[START]
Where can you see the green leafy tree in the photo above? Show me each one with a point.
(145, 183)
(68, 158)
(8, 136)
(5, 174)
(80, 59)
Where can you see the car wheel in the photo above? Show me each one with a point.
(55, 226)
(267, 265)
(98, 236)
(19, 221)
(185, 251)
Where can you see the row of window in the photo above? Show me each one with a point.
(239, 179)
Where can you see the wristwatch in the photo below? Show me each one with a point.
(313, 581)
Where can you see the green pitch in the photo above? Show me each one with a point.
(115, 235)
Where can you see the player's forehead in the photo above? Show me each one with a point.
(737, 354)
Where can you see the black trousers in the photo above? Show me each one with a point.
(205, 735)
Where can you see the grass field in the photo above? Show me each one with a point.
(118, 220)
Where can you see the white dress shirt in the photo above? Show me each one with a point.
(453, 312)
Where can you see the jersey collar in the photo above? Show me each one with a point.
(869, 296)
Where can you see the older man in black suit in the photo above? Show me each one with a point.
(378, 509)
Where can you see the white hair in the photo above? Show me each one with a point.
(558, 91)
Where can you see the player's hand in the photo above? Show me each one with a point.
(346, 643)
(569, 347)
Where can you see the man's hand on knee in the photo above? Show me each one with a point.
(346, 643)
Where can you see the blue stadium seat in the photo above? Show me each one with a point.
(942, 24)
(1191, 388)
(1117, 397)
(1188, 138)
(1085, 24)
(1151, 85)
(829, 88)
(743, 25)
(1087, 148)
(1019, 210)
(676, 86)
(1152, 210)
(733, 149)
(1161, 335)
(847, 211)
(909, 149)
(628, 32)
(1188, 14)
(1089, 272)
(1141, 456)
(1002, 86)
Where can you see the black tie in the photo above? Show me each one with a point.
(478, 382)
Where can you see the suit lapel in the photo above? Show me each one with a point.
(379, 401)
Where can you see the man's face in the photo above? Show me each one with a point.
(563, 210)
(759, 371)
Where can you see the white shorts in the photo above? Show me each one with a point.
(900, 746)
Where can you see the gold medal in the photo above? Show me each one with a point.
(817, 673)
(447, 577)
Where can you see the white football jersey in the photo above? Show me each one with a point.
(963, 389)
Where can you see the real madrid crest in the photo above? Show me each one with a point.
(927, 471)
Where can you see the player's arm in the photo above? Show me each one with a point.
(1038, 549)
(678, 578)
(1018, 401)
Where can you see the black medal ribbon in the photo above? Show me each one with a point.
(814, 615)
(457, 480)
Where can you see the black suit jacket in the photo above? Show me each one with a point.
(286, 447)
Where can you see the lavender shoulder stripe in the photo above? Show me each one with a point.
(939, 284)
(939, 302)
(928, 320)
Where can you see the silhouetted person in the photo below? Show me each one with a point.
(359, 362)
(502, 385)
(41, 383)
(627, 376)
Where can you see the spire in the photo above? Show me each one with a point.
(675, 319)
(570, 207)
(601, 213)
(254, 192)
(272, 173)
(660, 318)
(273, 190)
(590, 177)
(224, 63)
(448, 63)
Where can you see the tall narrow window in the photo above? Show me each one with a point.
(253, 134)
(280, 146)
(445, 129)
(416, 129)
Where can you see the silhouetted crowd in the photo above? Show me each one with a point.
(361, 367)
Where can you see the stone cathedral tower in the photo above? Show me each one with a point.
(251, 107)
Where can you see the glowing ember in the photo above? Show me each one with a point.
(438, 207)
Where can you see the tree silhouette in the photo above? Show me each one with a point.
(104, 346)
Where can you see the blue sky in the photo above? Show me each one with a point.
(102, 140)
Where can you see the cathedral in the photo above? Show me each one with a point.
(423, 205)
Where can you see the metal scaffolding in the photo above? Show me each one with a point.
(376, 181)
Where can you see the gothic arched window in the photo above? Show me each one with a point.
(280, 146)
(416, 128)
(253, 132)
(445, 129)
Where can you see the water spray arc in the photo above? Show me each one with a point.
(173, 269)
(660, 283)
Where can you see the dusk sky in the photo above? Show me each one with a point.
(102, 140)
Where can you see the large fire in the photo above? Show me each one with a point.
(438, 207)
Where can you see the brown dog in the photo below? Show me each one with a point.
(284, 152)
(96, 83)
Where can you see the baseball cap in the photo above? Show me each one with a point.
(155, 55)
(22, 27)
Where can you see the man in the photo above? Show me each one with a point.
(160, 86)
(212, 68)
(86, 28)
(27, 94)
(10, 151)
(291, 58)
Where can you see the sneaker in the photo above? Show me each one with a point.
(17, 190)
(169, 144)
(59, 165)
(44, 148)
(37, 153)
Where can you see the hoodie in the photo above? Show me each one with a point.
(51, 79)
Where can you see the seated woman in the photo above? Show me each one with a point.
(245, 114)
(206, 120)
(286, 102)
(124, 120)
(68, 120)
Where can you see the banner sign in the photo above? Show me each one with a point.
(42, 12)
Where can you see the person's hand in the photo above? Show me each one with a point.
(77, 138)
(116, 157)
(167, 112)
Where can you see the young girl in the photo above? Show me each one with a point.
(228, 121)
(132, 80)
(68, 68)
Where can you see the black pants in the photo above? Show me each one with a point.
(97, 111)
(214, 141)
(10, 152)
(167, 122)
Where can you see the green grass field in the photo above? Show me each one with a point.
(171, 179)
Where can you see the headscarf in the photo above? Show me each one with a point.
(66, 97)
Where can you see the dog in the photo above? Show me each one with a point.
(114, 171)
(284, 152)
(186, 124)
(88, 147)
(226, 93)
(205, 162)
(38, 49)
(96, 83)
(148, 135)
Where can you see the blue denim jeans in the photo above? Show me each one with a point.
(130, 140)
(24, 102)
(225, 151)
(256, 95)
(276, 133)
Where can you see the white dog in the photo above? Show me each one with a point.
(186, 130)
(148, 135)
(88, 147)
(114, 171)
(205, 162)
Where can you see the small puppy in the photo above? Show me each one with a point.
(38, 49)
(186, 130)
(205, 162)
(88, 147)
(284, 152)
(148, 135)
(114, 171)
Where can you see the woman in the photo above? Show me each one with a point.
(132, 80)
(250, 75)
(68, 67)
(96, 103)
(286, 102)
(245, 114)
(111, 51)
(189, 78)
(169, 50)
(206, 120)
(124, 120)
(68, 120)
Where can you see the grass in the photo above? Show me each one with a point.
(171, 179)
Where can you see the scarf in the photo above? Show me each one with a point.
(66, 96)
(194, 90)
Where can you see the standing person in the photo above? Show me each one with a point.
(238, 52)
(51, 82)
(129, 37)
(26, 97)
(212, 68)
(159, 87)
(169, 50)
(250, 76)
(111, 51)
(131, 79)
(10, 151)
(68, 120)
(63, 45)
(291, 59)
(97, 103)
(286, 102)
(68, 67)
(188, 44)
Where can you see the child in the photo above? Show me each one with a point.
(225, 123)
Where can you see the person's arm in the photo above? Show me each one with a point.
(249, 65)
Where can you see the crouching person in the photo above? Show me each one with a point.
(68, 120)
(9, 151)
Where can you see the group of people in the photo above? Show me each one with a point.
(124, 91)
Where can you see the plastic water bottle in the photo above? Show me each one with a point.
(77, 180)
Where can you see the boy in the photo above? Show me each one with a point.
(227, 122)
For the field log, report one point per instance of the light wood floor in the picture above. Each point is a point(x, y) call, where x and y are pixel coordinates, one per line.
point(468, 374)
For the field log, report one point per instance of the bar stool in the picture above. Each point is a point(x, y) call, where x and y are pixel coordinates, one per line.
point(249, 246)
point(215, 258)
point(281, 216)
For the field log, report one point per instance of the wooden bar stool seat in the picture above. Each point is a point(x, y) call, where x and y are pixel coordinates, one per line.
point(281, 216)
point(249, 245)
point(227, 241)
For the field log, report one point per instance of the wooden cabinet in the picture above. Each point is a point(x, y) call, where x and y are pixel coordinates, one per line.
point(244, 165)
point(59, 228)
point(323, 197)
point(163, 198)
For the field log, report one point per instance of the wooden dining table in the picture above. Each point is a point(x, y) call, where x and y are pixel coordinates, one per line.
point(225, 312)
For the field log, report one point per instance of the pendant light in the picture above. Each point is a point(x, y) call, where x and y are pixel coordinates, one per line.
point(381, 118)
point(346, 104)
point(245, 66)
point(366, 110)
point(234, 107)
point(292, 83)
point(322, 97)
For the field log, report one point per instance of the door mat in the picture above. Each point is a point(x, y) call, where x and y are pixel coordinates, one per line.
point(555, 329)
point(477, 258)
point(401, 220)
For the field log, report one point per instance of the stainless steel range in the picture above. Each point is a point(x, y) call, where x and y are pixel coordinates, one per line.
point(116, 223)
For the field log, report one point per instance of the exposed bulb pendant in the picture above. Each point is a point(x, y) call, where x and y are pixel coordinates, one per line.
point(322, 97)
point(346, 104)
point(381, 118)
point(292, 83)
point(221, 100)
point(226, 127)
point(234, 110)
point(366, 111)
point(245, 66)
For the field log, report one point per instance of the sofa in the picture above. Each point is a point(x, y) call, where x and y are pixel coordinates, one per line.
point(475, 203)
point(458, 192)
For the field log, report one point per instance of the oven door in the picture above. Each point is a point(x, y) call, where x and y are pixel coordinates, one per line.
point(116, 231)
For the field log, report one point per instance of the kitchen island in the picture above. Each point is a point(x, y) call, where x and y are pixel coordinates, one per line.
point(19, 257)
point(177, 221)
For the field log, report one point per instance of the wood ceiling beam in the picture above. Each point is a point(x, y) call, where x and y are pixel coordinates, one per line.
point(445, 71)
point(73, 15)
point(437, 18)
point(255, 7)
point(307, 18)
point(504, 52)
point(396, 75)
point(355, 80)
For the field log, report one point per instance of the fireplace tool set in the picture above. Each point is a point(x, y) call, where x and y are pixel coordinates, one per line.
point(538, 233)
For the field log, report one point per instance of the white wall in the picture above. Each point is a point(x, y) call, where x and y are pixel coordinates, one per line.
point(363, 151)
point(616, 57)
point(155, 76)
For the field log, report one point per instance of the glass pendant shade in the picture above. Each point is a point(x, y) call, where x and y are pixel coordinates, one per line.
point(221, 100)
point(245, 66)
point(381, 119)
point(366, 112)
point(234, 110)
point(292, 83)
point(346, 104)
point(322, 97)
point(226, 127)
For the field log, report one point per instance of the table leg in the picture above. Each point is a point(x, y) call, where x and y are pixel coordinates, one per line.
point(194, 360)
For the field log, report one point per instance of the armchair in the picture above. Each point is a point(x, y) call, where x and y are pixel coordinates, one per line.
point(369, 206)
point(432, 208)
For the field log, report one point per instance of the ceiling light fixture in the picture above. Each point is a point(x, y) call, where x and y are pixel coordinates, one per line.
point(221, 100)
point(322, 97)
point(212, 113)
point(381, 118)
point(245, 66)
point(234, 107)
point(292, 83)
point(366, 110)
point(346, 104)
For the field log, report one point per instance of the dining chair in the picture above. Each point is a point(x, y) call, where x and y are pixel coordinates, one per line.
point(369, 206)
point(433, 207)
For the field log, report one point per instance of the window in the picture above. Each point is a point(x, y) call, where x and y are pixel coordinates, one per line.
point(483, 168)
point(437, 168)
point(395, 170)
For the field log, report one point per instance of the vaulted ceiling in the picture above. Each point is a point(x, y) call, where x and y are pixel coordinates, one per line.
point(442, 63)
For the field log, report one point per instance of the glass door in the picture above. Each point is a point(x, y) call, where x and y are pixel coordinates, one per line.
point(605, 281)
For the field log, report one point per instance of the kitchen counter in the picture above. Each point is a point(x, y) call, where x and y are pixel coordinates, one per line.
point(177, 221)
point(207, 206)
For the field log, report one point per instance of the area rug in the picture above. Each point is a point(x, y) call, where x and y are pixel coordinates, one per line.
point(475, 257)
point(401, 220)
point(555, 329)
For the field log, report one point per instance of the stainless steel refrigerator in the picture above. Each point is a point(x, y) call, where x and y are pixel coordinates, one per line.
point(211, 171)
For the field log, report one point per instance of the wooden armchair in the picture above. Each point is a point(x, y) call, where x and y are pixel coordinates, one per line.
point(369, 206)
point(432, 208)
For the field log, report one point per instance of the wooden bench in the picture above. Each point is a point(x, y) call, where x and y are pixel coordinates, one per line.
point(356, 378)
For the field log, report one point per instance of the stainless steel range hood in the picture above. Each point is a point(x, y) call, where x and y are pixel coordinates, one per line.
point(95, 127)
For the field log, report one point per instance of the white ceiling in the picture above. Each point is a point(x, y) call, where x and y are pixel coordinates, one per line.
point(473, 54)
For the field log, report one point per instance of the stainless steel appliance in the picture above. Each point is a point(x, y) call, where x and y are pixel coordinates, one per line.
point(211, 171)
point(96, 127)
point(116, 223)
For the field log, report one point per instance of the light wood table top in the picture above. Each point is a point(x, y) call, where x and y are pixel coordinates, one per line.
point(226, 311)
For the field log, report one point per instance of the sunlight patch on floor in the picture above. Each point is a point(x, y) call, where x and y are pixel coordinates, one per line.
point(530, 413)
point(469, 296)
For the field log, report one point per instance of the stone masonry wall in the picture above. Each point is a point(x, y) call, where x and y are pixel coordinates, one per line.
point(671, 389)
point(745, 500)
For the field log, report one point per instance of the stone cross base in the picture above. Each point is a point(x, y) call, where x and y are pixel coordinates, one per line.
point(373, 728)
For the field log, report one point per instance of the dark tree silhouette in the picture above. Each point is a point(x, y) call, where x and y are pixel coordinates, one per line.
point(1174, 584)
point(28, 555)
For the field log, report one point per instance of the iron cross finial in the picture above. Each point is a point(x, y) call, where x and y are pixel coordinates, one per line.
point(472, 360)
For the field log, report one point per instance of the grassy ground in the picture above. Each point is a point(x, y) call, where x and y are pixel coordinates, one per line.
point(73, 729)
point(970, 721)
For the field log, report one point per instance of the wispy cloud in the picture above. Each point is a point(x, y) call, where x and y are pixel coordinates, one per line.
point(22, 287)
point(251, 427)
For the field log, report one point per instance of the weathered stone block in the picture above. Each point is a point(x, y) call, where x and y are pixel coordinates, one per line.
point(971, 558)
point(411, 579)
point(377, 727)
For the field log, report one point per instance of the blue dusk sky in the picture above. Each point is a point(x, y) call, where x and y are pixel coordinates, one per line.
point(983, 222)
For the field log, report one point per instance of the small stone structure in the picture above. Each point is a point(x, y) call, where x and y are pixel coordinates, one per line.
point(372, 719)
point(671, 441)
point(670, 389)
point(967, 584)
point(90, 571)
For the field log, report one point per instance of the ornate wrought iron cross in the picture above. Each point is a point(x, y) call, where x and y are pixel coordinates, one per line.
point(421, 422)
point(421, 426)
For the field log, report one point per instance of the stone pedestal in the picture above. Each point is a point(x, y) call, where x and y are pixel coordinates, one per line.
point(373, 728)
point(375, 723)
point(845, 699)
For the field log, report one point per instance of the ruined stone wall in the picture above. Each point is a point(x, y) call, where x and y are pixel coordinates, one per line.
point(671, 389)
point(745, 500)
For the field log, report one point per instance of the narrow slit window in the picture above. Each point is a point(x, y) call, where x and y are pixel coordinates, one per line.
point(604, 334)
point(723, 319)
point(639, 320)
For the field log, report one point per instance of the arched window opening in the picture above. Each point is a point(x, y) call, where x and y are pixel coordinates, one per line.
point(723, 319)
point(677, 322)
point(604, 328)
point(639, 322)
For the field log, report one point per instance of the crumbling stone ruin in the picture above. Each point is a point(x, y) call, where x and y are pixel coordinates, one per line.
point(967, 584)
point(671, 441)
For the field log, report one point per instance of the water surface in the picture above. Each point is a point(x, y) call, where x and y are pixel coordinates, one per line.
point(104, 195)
[END]
-- WHAT YOU HAVE TO DO --
Lay out the records as a Markdown table with the columns Row and Record line, starting at the line that contains "of the wispy" and ending at the line that contains "point(639, 322)". Number each row and leave out any blank lines.

-- SOLUTION TO THIS TASK --
| Row | Record line |
|---|---|
| 1 | For the field log, report one point per instance of the wispy cloud in the picture above. Each point is a point(x, y) call, where x and y are pixel coordinates, one per line. |
| 2 | point(22, 287) |
| 3 | point(251, 427) |
| 4 | For the field log, report one point per instance of the weathered stone block in the picture above. Each point is a point(x, y) call, where x and y are pixel coordinates, one per line. |
| 5 | point(971, 558) |
| 6 | point(411, 579) |
| 7 | point(377, 727) |
| 8 | For the field log, report one point per instance of the blue dusk sky in the picture above. Each point is a point(x, y) call, where x and y are pixel coordinates, one per line. |
| 9 | point(983, 222) |
| 10 | For the field log, report one point per instance of the small stone structure in the picture above. Each point is a point(x, y) call, where x and y are pixel coordinates, one per line. |
| 11 | point(372, 719) |
| 12 | point(671, 441) |
| 13 | point(670, 389) |
| 14 | point(967, 584) |
| 15 | point(90, 571) |
| 16 | For the field log, report one point per instance of the ornate wrought iron cross in the picture above. Each point is a point(x, y) call, where x and y are pixel coordinates, one per line. |
| 17 | point(421, 422) |
| 18 | point(421, 426) |
| 19 | For the field log, report one point per instance of the stone pedestal in the picture above. Each point is a point(x, y) call, where x and y are pixel coordinates, one per line. |
| 20 | point(373, 728) |
| 21 | point(375, 723) |
| 22 | point(845, 699) |
| 23 | For the field log, report one point per instance of the ruined stone wall in the picture above. Each point is a point(x, y) call, where x and y are pixel coordinates, one per line. |
| 24 | point(671, 389) |
| 25 | point(745, 500) |
| 26 | For the field log, report one point per instance of the narrow slit window in the picture above. Each point is a point(x, y) call, where x and y are pixel coordinates, one per line. |
| 27 | point(604, 334) |
| 28 | point(723, 319) |
| 29 | point(639, 320) |
| 30 | For the field log, report one point per instance of the arched window opening in the picture above. Each point is a point(x, y) call, where x and y are pixel coordinates, one per line. |
| 31 | point(723, 319) |
| 32 | point(677, 322) |
| 33 | point(604, 328) |
| 34 | point(639, 322) |